What you will do
Return every line from the entries below that contains the word "bush", copied unchanged.

Material shown

━━━

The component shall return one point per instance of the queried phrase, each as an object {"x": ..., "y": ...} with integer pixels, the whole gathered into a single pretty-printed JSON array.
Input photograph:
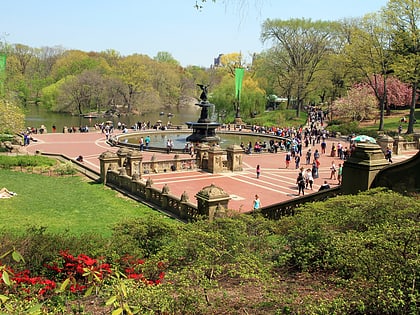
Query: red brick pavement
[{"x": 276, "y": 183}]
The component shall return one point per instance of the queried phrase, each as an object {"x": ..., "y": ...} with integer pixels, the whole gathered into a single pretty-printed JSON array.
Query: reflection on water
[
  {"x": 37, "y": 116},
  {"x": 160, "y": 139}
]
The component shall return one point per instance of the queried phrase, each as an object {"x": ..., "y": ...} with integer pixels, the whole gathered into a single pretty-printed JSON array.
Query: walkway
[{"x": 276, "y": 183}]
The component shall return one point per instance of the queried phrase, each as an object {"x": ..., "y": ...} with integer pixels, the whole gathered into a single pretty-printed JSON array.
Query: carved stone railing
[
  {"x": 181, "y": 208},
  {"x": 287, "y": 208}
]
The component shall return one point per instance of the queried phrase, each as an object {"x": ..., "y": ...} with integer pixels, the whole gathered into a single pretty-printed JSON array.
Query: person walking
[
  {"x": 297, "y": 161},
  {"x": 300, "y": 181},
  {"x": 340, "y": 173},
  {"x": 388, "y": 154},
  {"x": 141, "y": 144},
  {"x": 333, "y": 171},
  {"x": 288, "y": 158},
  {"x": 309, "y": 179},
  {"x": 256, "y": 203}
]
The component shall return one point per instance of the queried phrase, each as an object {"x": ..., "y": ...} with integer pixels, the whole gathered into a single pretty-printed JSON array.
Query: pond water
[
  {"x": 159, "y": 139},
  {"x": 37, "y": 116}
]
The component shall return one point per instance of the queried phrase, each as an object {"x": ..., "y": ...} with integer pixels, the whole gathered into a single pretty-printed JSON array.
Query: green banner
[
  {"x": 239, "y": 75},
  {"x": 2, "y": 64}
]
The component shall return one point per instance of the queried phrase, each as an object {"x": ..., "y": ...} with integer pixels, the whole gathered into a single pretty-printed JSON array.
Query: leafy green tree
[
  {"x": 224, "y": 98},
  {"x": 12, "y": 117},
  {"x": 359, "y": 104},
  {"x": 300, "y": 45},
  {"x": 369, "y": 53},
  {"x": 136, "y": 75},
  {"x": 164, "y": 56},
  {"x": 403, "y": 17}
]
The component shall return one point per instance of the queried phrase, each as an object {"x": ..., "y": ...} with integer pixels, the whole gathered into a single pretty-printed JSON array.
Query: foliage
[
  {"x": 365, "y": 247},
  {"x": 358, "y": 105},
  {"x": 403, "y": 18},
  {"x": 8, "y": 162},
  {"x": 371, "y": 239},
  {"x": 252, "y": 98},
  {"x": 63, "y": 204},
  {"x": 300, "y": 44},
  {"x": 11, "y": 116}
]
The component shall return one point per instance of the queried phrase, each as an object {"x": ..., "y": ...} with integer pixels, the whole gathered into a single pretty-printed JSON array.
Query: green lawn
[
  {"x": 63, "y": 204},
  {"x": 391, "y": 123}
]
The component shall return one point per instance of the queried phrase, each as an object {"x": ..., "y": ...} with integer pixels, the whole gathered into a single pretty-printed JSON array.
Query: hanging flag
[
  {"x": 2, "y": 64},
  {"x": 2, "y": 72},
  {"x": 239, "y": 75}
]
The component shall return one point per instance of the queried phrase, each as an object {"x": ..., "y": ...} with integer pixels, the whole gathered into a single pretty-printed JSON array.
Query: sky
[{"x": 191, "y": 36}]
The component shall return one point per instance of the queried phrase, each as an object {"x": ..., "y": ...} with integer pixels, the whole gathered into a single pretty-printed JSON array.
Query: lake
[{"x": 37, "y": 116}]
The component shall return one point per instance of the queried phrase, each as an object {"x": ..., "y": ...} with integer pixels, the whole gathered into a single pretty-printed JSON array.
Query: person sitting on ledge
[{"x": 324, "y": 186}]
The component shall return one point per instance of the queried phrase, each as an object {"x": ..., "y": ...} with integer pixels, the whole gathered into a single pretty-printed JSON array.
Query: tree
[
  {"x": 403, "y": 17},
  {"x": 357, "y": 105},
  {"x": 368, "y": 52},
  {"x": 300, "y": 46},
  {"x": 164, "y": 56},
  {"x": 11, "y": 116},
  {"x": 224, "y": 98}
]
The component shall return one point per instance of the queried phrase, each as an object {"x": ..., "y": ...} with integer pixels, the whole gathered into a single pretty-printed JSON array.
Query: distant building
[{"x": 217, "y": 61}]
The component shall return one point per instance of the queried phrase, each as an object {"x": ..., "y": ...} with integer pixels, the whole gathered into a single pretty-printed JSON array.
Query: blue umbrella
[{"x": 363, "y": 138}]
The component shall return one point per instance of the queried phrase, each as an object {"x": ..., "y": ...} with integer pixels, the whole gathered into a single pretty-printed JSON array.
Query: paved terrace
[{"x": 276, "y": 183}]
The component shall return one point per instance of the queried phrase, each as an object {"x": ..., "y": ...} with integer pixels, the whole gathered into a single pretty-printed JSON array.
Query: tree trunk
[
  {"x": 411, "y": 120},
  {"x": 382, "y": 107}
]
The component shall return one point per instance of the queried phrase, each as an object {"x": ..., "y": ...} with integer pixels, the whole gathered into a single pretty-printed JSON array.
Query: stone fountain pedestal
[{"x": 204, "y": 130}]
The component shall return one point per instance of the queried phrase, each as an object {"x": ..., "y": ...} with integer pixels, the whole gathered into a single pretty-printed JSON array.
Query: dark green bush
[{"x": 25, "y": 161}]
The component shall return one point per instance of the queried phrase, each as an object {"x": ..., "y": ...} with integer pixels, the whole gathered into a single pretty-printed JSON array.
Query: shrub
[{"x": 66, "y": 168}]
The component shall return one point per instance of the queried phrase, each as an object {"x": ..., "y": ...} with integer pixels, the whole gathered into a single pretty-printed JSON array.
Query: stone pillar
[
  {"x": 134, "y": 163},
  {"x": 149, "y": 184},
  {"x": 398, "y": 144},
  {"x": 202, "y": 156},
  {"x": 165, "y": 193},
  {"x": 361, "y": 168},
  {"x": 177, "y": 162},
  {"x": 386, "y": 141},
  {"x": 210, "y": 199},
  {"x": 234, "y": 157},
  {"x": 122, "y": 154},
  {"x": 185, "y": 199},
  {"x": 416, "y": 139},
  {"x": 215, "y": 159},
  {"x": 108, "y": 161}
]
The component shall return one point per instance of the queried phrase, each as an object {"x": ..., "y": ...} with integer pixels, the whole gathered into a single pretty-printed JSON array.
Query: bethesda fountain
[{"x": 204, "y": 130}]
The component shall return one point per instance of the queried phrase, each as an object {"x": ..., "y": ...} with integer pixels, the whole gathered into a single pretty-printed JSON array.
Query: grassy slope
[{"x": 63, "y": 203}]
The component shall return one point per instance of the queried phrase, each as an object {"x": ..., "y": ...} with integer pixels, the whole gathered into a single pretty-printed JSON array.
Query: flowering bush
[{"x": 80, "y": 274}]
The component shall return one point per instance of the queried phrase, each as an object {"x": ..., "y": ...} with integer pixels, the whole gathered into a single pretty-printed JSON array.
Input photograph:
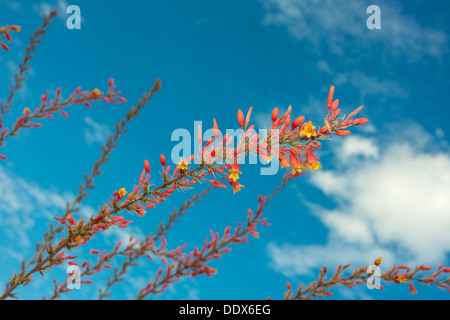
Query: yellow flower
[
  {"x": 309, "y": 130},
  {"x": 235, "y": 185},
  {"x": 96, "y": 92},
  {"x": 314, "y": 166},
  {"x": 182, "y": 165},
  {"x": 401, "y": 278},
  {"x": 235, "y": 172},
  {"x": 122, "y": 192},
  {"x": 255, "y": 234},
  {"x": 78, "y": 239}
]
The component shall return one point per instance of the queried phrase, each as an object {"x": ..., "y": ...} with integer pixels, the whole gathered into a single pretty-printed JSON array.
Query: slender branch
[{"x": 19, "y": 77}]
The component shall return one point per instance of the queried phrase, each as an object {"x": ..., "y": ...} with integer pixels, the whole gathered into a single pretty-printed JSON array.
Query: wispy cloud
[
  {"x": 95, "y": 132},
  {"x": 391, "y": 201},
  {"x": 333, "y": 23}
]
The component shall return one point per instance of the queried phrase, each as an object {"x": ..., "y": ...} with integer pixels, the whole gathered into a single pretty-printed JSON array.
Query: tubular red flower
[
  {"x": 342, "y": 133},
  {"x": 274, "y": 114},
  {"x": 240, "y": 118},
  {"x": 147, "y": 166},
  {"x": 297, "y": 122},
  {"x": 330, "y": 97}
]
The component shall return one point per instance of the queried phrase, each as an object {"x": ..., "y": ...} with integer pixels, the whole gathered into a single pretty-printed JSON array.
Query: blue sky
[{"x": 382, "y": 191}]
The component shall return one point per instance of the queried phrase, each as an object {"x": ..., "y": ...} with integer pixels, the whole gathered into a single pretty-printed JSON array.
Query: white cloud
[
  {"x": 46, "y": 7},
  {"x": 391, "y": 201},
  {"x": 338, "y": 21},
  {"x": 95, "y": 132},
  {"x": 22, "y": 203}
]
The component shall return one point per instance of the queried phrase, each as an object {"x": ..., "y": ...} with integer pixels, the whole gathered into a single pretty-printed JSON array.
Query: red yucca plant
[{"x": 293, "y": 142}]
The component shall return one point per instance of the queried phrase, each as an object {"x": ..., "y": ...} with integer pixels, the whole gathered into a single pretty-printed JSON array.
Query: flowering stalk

━━━

Answer for the task
Query: dark green bush
Query: flowering bush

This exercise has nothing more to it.